START

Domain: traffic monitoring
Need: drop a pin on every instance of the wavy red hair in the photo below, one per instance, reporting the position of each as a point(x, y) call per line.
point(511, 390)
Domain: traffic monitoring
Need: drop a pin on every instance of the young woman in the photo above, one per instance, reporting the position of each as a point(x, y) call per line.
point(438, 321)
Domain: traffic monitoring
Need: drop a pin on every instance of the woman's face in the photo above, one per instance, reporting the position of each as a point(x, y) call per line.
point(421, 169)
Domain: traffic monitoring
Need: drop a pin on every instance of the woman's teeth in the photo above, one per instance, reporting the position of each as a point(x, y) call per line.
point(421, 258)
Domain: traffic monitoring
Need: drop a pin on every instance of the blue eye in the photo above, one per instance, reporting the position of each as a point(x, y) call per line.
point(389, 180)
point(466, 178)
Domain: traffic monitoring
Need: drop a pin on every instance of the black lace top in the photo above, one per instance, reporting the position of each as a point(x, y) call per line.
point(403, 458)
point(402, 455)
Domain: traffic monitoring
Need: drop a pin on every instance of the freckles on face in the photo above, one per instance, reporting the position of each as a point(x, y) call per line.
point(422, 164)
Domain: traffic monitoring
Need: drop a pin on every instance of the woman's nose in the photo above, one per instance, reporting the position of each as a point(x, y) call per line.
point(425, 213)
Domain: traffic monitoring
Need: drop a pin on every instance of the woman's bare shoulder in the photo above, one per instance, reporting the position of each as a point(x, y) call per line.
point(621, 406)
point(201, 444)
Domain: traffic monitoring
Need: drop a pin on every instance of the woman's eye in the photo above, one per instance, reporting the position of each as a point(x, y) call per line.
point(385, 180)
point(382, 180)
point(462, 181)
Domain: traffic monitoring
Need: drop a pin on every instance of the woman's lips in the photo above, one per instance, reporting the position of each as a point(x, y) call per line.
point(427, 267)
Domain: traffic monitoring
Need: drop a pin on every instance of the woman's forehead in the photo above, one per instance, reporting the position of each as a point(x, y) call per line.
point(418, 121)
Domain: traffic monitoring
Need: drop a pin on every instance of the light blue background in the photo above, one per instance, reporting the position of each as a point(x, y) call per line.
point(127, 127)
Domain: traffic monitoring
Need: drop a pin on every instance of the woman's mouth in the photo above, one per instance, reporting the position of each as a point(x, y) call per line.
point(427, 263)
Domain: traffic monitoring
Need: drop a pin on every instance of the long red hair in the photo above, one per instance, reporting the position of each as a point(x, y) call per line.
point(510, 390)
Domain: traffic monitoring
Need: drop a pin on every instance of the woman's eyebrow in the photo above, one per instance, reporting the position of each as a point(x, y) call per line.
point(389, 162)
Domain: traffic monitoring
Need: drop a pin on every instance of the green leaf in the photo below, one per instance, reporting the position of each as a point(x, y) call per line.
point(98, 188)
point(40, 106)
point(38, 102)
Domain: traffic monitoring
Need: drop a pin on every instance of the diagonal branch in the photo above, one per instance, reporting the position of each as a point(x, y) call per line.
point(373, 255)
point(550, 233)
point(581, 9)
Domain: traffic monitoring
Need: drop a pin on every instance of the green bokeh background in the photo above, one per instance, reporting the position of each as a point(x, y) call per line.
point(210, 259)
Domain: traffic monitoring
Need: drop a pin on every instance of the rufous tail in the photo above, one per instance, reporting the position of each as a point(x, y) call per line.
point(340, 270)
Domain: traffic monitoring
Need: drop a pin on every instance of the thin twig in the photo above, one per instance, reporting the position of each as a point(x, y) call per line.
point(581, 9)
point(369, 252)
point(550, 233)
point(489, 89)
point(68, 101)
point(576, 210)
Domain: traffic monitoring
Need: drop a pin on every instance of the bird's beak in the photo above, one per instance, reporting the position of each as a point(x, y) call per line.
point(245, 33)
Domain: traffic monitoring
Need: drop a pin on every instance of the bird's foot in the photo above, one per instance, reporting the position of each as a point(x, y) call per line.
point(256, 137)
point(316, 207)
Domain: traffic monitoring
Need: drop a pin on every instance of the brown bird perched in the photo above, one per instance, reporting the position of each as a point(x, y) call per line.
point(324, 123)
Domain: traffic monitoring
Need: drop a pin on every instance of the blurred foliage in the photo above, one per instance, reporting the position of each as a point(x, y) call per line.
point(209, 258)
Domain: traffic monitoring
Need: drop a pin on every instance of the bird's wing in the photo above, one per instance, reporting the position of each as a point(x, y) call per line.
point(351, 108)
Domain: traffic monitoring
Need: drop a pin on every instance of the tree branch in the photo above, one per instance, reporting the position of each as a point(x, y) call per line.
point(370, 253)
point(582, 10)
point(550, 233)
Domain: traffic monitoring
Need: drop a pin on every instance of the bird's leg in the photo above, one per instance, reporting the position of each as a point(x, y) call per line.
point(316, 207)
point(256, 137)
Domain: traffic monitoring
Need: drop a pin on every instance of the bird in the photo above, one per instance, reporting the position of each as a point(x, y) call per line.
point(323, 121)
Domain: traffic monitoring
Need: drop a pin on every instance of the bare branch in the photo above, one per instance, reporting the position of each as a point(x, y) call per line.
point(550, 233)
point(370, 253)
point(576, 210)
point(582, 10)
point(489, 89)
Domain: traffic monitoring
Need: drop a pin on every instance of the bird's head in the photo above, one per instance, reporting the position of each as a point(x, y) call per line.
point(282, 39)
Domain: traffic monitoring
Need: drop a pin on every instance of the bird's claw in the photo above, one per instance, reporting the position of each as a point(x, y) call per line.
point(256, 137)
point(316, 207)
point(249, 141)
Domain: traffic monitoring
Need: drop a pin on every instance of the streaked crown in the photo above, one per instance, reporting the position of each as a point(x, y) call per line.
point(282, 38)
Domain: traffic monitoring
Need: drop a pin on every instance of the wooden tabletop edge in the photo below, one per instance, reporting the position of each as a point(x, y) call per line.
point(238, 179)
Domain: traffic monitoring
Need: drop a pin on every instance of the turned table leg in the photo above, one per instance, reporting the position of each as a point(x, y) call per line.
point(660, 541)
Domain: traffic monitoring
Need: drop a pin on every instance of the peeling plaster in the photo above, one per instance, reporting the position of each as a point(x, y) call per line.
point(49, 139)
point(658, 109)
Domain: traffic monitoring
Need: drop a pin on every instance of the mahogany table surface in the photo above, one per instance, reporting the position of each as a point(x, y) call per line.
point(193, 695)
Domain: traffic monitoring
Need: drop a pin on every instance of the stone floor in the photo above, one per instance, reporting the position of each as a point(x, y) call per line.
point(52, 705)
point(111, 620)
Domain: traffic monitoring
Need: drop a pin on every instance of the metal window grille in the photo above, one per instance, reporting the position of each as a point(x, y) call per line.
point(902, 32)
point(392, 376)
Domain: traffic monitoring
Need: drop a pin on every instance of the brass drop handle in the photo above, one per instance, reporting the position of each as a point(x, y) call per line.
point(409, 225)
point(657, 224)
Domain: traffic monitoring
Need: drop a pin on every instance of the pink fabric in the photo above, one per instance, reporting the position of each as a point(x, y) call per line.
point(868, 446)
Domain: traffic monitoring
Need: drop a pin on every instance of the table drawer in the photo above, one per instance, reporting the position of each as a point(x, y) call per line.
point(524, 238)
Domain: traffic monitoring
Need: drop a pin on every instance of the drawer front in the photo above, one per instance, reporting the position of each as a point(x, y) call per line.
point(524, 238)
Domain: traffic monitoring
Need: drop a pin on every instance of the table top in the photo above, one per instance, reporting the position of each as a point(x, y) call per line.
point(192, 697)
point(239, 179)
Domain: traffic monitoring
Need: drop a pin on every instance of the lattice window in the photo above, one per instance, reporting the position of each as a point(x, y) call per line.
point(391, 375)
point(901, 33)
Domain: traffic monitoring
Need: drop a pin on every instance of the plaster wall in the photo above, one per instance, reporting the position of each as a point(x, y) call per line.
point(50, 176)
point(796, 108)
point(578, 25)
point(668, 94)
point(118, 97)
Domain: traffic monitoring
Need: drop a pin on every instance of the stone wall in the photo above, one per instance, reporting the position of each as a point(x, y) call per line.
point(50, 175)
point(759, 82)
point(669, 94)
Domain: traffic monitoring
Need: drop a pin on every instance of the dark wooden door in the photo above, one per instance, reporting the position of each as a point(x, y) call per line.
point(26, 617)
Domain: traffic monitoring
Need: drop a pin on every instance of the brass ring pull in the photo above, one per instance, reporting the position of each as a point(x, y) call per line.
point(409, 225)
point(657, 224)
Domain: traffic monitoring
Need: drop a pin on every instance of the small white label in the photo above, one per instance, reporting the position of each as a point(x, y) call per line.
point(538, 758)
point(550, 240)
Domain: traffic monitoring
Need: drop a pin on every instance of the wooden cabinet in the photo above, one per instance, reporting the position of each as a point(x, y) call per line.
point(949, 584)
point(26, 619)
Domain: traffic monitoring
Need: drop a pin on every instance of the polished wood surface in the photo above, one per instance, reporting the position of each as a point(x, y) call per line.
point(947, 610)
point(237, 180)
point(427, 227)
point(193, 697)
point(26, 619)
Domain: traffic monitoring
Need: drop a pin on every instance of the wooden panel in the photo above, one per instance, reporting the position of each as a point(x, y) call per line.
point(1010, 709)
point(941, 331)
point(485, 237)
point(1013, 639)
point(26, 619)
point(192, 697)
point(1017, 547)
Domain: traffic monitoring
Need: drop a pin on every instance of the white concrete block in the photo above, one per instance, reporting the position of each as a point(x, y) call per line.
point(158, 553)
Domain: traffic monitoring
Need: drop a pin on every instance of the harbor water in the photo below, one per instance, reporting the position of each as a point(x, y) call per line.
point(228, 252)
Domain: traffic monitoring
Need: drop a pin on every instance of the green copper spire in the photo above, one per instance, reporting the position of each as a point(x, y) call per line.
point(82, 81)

END

Task requirements |
Pull out each row above that contains the word "window", and copy those rows in full.

Output of the task |
Need: drop a pin on every instance of the metal window grille in the photo above, one per instance, reporting the position of each as a point(x, y) call per line.
Need: drop a pin on every instance of the lattice window in the photo above, one per instance, reporting the position of each as a point(x, y) call per line.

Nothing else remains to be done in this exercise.